[Data records]
** BEGIN **

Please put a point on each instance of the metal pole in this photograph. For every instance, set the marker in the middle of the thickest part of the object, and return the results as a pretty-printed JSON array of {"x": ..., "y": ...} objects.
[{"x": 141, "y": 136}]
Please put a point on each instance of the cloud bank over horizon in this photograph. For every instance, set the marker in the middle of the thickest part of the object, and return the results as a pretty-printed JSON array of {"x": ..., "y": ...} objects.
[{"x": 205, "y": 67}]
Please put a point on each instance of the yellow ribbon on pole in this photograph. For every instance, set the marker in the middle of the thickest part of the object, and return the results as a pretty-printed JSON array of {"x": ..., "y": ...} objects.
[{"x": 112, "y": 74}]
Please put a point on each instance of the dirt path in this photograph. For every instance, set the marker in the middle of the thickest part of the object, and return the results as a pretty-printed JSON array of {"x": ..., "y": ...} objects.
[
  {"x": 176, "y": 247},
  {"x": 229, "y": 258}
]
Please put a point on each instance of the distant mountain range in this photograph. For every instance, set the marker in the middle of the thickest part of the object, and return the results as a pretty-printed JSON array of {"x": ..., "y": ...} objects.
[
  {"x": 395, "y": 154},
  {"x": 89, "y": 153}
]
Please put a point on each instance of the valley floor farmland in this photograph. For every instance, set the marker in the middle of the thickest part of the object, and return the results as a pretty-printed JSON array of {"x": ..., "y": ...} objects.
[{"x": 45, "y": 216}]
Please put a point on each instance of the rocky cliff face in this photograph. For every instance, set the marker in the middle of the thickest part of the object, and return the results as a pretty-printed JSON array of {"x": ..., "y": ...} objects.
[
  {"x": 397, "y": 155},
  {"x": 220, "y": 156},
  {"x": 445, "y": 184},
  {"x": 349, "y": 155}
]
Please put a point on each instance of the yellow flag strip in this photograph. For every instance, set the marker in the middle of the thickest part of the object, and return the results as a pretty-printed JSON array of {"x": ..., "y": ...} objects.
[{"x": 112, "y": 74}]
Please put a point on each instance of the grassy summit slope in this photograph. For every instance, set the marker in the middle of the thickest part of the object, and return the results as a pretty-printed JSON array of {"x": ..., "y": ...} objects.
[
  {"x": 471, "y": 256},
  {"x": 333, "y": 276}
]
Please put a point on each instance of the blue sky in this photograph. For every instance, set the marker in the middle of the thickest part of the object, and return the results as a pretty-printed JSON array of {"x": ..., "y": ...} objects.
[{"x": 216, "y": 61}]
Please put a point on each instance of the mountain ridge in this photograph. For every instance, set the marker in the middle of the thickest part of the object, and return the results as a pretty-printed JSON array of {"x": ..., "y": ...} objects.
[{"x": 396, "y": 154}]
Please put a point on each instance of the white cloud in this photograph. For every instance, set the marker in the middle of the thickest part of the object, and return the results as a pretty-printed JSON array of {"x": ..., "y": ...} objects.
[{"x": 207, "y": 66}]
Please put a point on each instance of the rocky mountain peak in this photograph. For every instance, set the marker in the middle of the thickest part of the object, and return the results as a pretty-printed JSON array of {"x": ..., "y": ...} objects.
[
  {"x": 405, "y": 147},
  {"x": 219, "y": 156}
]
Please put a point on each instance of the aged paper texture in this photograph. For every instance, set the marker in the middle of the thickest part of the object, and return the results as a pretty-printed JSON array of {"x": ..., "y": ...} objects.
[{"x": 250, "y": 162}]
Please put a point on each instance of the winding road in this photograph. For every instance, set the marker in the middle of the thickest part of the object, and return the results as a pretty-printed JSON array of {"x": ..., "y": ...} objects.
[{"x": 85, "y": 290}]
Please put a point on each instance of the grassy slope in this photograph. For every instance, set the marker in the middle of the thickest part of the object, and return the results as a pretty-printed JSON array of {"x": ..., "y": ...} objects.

** END **

Exercise prompt — Copy the items from the line containing "Please put a point on each instance of the blue" through the end of the items, inclusive, with the requests kept as they are. Increase every x and y coordinate in the answers by 89.

Written answer —
Please put a point on each instance of the blue sky in this photograph. For every instance, set the marker in the middle of the thickest part of the object, and return the results as a pretty-printed JSON array of {"x": ..., "y": ...} objects.
[{"x": 305, "y": 150}]
Please put a point on each instance of the mountain ridge in this photograph. For every instance, set the marker in the middle of the thickest part of the object, and return the results as a pretty-printed JSON array of {"x": ..., "y": ...} objects.
[{"x": 485, "y": 243}]
Please put a point on each instance of the white cloud in this photograph. For every instance, set the marker in the middle of the thickest part of the object, and return the results as a pretty-printed JSON array of {"x": ..., "y": ...} objects.
[{"x": 296, "y": 155}]
Please put a point on each instance of the rocky mountain peak in this photograph. For every instance, set the marker in the middle of the thickest part of the object, and return the results as a pretty-printed JSON array of {"x": ..., "y": ...} objects.
[
  {"x": 494, "y": 236},
  {"x": 308, "y": 245}
]
Please put a point on each instance of the aged paper texture in this photograph. For every instance, set the marker in the middle of the thickest part of the object, and return the results as a pretty-printed JSON array of {"x": ..., "y": ...} objects.
[{"x": 339, "y": 251}]
Please put a point on each instance of the winding road in this photograph. For every instance, set the marker in the middle of the thickest part of the object, and return the results as a pretty-printed JSON array of {"x": ..., "y": ...} objects.
[{"x": 174, "y": 379}]
Please put a point on each instance of the grassy slope in this photograph. For every instance, set the marker in the middle of the thickest part of the object, and return the results as a pretty-printed JSON array of {"x": ..., "y": ...} objects.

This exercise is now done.